_Quoted passage_:
- - - - - - -
# Big Cat killed in Comstock



## spotsndots (May 20, 2005)

My sons friend sent me this picture of Mitchell Nau (former aggie baseball player) who shot this big beast...I was told it weighed 180.


----------



## Maverick1095 (Nov 22, 2012)

A big girl. Did they do it with dogs. 


Sent from my iPad using Tapatalk


----------



## bigfishtx (Jul 17, 2007)

He had ticks crawling up his arms


----------



## BretE (Jan 24, 2008)

I know the guy on the right and what ranch that came off of I'm guessing. I'll find out soon.....

The ranch is hi fenced???.....


----------



## bigfishtx (Jul 17, 2007)

Father of guy holding cat


----------



## RB II (Feb 26, 2009)

That is a monster cat. Awesome. I have deer hunted out of a high rack truck out in Brewster Co since 1983 and have never seen a cat. Lots of tracks by the water holes and tons of good mule deer but never a big cat. Very cool.


----------



## DA REEL DADDY (Jun 7, 2005)

That is a lot of cat!


----------



## spotsndots (May 20, 2005)

I was told that he had the cat on his trail cam and the cat showed up at the wrong place at the wrong time....I don't believe dogs were used at all.


----------



## JMalin (May 14, 2014)
- - - - - - -
_Dataset excerpt_:
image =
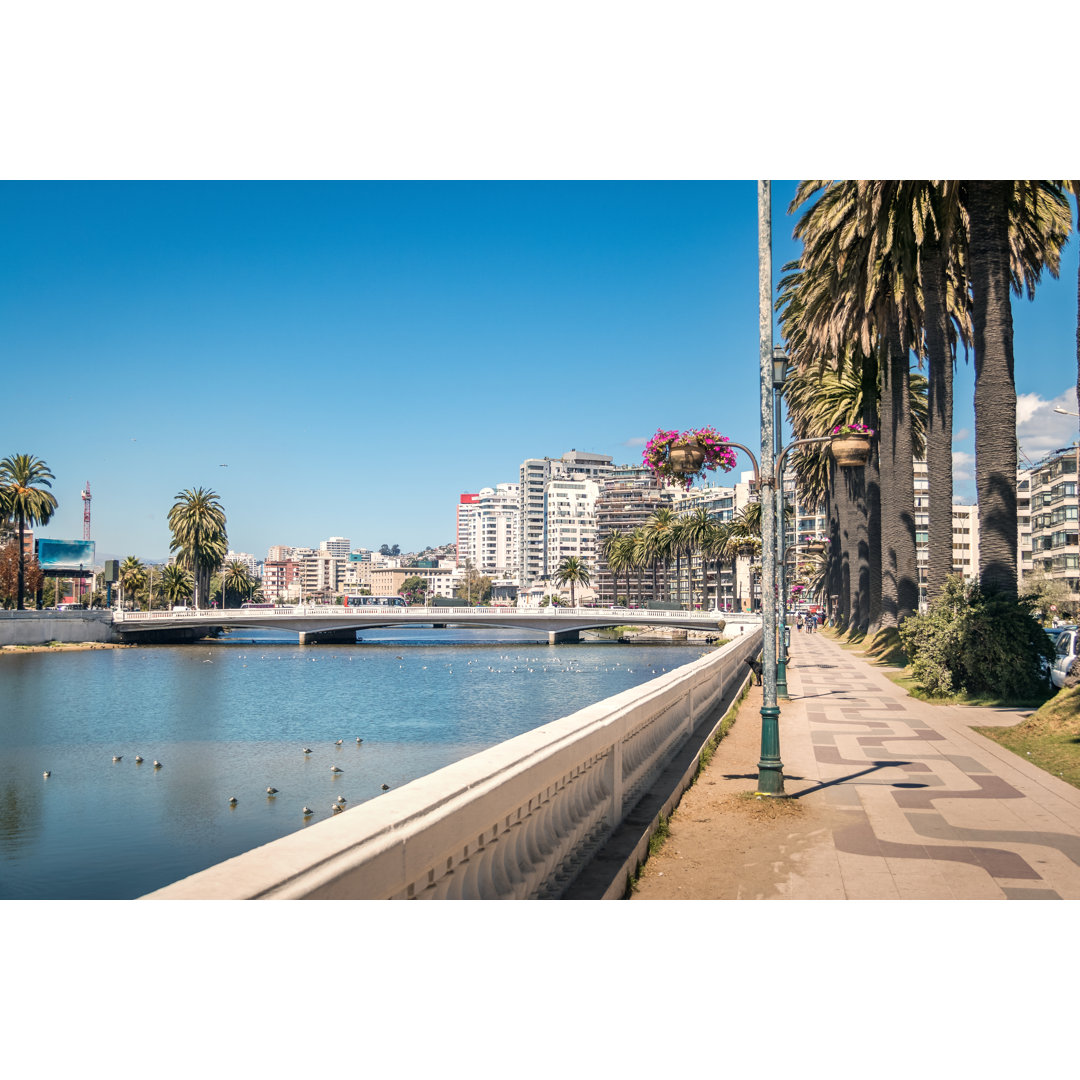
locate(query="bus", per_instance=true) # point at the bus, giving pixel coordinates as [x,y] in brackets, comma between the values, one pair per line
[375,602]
- - - - - - -
In the forum thread about the big cat killed in Comstock, since what year has RB II deer hunted in Brewster Co?

_Written solution_: Since 1983.